» **Task goal**: For the word "plant", tally the lines of the data that contain it and give the tally alone.

======== Data extracts

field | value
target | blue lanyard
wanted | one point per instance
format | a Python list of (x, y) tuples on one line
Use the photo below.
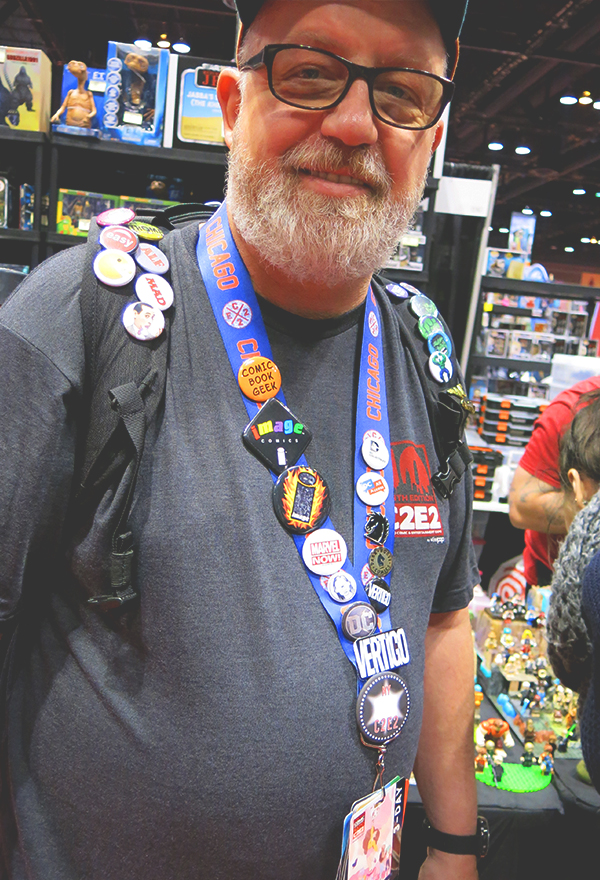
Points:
[(230, 290)]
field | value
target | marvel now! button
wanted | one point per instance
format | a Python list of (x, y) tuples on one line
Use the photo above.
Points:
[(259, 378)]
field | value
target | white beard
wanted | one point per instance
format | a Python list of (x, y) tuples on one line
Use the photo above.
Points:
[(309, 236)]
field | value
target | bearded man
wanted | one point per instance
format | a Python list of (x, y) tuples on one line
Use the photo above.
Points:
[(210, 727)]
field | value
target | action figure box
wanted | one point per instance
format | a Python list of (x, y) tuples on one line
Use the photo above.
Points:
[(75, 102), (193, 115), (134, 98), (25, 88), (76, 208)]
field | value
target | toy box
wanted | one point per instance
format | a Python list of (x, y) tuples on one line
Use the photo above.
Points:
[(25, 88), (96, 84), (193, 115), (76, 208), (134, 98)]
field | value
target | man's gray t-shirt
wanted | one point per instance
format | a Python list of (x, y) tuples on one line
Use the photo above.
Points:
[(208, 733)]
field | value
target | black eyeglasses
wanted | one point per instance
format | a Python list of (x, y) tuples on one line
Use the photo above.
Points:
[(315, 79)]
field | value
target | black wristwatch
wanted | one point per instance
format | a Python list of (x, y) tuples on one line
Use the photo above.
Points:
[(460, 845)]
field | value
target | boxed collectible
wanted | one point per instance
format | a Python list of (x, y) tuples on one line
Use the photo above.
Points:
[(82, 99), (193, 115), (134, 98), (25, 88), (76, 208)]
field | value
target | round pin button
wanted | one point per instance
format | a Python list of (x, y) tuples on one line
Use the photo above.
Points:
[(146, 230), (155, 290), (421, 306), (381, 561), (372, 489), (428, 325), (382, 708), (379, 594), (440, 367), (301, 500), (114, 268), (150, 258), (359, 621), (115, 217), (377, 528), (119, 238), (324, 551), (341, 587), (143, 321), (374, 451), (440, 341)]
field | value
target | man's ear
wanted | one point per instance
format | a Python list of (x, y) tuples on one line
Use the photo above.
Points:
[(230, 98)]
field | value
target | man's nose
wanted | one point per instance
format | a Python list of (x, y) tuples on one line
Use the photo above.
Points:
[(352, 122)]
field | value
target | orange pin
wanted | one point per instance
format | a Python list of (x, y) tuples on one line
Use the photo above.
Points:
[(259, 378)]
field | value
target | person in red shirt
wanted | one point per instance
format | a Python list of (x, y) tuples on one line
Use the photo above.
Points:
[(536, 497)]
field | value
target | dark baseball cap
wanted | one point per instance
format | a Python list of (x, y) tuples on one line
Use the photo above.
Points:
[(450, 15)]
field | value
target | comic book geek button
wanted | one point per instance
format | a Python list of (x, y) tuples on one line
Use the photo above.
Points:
[(259, 378), (359, 621), (324, 552), (114, 268), (143, 321), (151, 259), (372, 489), (374, 450), (154, 290), (382, 708), (301, 501), (440, 367), (115, 217), (119, 238)]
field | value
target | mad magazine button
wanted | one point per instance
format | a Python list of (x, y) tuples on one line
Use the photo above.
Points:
[(374, 451), (341, 586), (379, 594), (358, 621), (377, 528), (154, 290), (119, 238), (151, 259), (259, 378), (440, 341), (382, 708), (301, 502), (440, 367), (143, 321), (146, 230), (429, 324), (276, 437), (114, 268), (381, 561), (115, 217), (420, 305), (372, 489), (324, 552)]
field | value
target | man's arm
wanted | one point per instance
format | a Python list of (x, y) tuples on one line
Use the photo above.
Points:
[(444, 767), (536, 505)]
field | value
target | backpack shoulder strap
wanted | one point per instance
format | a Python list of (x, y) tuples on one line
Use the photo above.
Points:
[(447, 404)]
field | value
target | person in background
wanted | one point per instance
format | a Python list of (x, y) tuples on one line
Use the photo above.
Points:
[(537, 495)]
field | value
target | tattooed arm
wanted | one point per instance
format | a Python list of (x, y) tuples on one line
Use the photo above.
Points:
[(536, 505)]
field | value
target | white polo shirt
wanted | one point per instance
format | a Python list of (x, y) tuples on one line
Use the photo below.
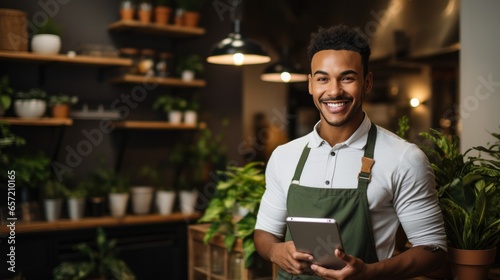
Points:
[(401, 190)]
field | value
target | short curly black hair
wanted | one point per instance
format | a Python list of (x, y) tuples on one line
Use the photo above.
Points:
[(341, 37)]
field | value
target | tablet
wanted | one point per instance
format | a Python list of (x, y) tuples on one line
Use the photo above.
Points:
[(318, 237)]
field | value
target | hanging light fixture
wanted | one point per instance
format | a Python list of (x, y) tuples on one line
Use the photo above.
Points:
[(236, 50), (284, 71)]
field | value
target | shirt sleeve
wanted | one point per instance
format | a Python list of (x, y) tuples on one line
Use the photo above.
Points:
[(416, 201), (272, 212)]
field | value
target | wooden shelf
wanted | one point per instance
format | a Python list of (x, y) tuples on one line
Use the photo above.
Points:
[(173, 82), (38, 121), (156, 29), (158, 125), (79, 59), (66, 224)]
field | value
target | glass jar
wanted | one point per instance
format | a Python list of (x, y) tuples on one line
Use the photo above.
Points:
[(162, 64), (133, 54), (146, 63)]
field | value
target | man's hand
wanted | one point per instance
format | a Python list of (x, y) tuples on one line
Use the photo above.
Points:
[(289, 259)]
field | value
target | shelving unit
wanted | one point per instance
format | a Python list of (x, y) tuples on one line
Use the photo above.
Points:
[(212, 261)]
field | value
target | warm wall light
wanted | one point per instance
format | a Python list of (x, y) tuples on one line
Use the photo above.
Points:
[(283, 71), (236, 50)]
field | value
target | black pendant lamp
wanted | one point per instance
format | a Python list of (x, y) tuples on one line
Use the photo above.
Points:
[(236, 50), (284, 71)]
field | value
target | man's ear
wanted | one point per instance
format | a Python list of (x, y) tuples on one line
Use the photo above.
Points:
[(368, 82)]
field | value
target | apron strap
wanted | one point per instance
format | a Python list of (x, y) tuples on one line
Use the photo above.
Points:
[(367, 160)]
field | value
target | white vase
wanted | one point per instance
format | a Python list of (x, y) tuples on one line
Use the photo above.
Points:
[(165, 202), (175, 117), (187, 75), (76, 208), (118, 204), (188, 201), (141, 199), (46, 44), (190, 117), (30, 108), (52, 209)]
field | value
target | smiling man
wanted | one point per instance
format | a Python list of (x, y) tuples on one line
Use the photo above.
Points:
[(349, 169)]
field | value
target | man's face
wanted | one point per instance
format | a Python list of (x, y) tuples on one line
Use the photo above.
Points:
[(337, 85)]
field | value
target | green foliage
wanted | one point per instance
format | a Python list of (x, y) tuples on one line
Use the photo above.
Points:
[(243, 187), (468, 190), (34, 93), (54, 189), (168, 102), (31, 170), (5, 93), (62, 99), (102, 262), (49, 27)]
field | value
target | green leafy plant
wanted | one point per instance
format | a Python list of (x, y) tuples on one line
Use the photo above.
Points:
[(5, 93), (34, 93), (49, 27), (167, 103), (102, 263), (468, 190), (62, 99), (240, 187)]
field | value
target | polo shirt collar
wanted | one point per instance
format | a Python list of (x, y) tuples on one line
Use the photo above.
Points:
[(357, 139)]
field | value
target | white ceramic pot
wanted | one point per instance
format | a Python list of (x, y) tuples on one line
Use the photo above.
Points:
[(188, 201), (141, 199), (187, 75), (76, 208), (118, 204), (175, 117), (46, 44), (190, 117), (165, 202), (30, 108), (52, 209)]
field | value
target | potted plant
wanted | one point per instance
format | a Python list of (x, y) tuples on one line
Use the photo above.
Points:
[(144, 11), (5, 95), (162, 11), (47, 39), (240, 187), (173, 106), (31, 103), (60, 105), (469, 196), (53, 193), (102, 263), (188, 66), (75, 199)]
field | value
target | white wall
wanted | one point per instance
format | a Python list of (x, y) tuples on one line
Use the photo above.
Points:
[(479, 71)]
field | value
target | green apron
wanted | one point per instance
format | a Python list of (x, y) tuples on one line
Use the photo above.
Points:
[(348, 206)]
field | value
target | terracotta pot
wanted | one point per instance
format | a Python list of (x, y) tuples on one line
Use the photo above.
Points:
[(470, 264), (162, 15), (60, 111), (191, 19)]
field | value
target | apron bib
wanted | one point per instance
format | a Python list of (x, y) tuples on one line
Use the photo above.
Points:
[(348, 206)]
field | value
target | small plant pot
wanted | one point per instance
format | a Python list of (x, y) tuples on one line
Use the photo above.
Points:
[(188, 201), (118, 204), (76, 208), (165, 202), (190, 117), (141, 199), (46, 44), (30, 108), (52, 209), (60, 111), (175, 117)]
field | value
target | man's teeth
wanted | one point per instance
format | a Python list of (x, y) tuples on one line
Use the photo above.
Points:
[(335, 105)]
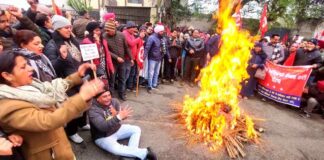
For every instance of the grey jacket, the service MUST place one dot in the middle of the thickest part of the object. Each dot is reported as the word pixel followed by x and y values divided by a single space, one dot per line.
pixel 102 123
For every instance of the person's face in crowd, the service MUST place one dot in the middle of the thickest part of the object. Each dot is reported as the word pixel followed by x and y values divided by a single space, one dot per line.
pixel 4 23
pixel 310 46
pixel 97 32
pixel 275 40
pixel 87 15
pixel 22 73
pixel 65 31
pixel 111 32
pixel 149 30
pixel 174 34
pixel 257 49
pixel 104 99
pixel 48 23
pixel 303 44
pixel 34 45
pixel 293 48
pixel 161 33
pixel 132 30
pixel 195 34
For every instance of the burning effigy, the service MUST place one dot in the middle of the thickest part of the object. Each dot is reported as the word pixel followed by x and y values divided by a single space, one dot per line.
pixel 214 114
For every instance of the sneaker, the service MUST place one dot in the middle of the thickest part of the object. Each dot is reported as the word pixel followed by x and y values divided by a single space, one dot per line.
pixel 305 115
pixel 76 138
pixel 150 154
pixel 86 127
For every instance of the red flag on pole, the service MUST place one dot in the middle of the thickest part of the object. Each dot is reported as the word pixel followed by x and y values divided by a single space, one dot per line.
pixel 237 16
pixel 263 21
pixel 56 9
pixel 284 39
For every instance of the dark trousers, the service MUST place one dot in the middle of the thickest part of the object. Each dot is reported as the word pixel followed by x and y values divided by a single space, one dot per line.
pixel 72 127
pixel 132 79
pixel 121 75
pixel 191 68
pixel 169 68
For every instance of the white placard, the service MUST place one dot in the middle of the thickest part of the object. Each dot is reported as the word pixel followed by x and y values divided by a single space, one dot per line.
pixel 89 51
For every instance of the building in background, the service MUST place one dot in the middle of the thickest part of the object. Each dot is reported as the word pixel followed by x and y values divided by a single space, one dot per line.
pixel 139 11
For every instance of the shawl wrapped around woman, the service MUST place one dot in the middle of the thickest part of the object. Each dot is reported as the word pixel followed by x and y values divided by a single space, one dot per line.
pixel 42 94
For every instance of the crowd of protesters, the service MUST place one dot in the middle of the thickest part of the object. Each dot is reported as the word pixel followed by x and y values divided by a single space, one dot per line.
pixel 45 85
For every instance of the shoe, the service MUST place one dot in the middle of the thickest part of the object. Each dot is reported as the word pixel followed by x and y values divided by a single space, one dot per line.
pixel 126 158
pixel 305 115
pixel 86 127
pixel 76 138
pixel 150 154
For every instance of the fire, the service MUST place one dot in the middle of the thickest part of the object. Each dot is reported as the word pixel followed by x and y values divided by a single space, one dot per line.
pixel 215 113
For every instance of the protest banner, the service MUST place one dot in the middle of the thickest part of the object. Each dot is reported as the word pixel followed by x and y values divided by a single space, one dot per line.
pixel 89 52
pixel 284 84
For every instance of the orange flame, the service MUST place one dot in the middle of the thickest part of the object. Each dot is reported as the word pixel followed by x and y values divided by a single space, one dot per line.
pixel 216 109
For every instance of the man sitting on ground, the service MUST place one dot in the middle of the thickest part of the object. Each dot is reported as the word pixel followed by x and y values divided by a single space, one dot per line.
pixel 105 116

================

» **The answer**: 3